• REQUIRED TASK
Render every row below as a two-column CSV with the header text,answer, one line per row. Put the row's text and its answer each in a single quoted field, with line breaks replaced by spaces.
####
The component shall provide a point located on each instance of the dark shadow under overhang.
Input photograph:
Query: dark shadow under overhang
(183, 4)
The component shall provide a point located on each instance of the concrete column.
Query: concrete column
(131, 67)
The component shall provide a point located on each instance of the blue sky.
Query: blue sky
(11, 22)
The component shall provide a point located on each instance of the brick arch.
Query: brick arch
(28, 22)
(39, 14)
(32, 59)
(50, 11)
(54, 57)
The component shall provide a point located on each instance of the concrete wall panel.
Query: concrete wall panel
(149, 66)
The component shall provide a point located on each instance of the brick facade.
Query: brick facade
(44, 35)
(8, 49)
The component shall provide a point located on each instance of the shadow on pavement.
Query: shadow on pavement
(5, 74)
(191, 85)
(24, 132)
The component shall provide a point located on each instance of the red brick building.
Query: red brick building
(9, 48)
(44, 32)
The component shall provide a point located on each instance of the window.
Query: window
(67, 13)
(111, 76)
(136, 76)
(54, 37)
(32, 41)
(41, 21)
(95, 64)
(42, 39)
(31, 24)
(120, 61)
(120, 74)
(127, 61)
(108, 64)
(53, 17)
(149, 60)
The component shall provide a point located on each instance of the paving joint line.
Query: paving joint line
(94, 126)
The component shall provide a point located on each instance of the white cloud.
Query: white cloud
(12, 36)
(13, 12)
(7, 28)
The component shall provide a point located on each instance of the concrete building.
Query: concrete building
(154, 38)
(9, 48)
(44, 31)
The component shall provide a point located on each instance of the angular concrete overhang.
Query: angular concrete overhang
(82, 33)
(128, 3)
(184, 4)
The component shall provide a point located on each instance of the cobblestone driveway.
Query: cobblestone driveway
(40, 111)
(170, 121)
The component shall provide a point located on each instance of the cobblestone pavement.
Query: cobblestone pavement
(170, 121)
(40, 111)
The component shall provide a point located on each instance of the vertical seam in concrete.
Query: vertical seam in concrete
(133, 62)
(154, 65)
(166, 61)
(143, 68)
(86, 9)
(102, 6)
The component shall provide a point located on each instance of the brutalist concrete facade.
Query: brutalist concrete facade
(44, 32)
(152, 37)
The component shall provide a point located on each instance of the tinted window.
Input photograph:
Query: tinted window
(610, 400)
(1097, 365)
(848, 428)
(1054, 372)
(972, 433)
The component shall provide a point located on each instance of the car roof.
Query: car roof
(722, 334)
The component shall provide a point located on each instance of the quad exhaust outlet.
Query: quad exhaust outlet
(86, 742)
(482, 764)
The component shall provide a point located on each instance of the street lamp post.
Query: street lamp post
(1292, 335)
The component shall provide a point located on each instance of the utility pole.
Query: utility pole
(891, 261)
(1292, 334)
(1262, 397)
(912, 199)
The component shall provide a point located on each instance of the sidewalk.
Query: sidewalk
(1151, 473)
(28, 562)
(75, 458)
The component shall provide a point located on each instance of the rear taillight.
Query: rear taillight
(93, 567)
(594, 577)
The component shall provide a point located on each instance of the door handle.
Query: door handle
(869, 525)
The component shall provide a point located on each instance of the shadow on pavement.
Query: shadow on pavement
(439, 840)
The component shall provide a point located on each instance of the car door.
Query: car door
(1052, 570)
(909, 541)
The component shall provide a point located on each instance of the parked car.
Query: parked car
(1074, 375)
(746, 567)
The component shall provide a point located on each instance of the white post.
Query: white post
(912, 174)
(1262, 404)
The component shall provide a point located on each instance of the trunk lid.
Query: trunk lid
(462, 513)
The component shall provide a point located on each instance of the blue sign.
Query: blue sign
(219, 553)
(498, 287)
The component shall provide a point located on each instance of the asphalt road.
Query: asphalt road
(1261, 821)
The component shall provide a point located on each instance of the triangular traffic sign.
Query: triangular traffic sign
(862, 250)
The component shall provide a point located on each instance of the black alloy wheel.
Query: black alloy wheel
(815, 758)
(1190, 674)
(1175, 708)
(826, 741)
####
• RESPONSE TO THE EXERCISE
text,answer
"The component shall provide a point located on each instance of the dark shadow under overhang. Input photograph: Query: dark shadow under overhang","(183, 4)"
"The component shall provide a point located on each instance of the concrete column. Query: concrete column","(131, 67)"
"The component shall provide a point located on each instance of the blue sky. Query: blue sky","(11, 22)"
"The component shall provide a point located on each instance of the brick arch. Query: brick arch","(28, 22) (39, 14) (32, 59) (50, 11) (54, 57)"
"The component shall provide a point located on each instance of the concrete wall panel. Query: concrete wall panel","(149, 66)"
"The component shall provide a point located on each instance of the brick facade. Query: brick facade","(44, 35) (8, 49)"
"The component shall provide a point located on each instance of the shadow on pavement. Query: shadow on pavement","(5, 74) (191, 85) (24, 132)"
"The component shall provide a point located on each instance of the red brick building. Query: red brick building","(9, 48) (44, 32)"
"The component shall provide a point located on each instance of the window. Query: window","(67, 13) (111, 76) (136, 76) (54, 37) (32, 41) (41, 21) (95, 64) (42, 39) (31, 24) (120, 61) (120, 74) (127, 61) (108, 64) (53, 17) (149, 60)"
"The component shall provide a point located on each instance of the paving joint line. Query: paving joint line","(94, 126)"
"The component shall provide a point located on each instance of the white cloud. Query: white cloud","(12, 36) (13, 12) (7, 28)"
"The component shall provide a point located on each instance of the concrete building. Query: concrete building","(154, 38) (9, 48) (44, 31)"
"The component shall provide a point located on each instance of the angular concrete overhang. Query: angular concrete overhang","(82, 33) (128, 3) (184, 4)"
"The component shall provide a point located on each instance of the cobblestone driveway. Query: cobblestone driveway","(40, 111) (170, 121)"
"The component shall provide a point located on each instance of the cobblestone pavement. Query: cobblestone pavement","(170, 121) (40, 111)"
"The component shall provide a point located on each instance of the vertical seam in concrete. Query: vertical seam in concrete","(133, 62) (154, 65) (166, 61) (143, 68) (86, 9) (102, 6)"
"The component shall provide a point located on each instance of the brutalist concrete facade. Query: brutalist concrete facade","(44, 32) (152, 37)"
"The component shall provide a point located on each instance of the tinted window. Input photograph: Query: tinted window","(610, 400) (1097, 365) (848, 428) (1054, 372) (972, 433)"
"The component shall provide a point located on each instance of the car roof. Query: car roof","(722, 334)"
"The component shall provide a point located on each instance of the quad exhaust outlet. Query: quad exhaust outlet","(86, 742) (482, 764)"
"The component shall provide a point located on each instance of the street lamp post. Query: street lamp post","(1292, 335)"
"The component shall provide a point located on each instance of the utility pole. Query: utility pole","(891, 261) (1292, 334) (1262, 397) (912, 199)"
"The component shall provide a point located on each instance of the sidewalk. Query: sidewalk","(1151, 473) (28, 562) (75, 458)"
"The component shall provide a point located on each instance of the rear taillight. Query: rear taillight","(93, 567) (594, 577)"
"The component shall provide a point located on each instance of the door handle. Query: door handle","(869, 525)"
"The component shall provide a point located on each instance of the shadow on pavement. Query: shadow on pavement","(439, 840)"
"The component shall provide a point located on each instance of the car door. Query: car door","(1052, 570) (909, 541)"
"The component shall provide a point located on each instance of the parked car. Query: parked car","(1074, 375) (746, 567)"
"The component shall provide a point located on each instance of the white post. Query: white post","(912, 174) (1262, 404)"
"The component shall provide a point located on each instance of the trunk lid. Query: trunk lid","(462, 513)"
"The component shall provide a point located on each instance of the blue sign. Query: blue sign","(219, 553) (498, 287)"
"The component shall provide a point located on each instance of the asphalt road. Query: asphalt road","(1261, 821)"
"The component shall provide a point located on each instance of the triangular traffic sign. Query: triangular traffic sign","(862, 250)"
"The component shall provide a point located on each instance of the black alloy wheel. Query: black alloy wheel","(815, 758) (1190, 674) (1175, 708) (826, 741)"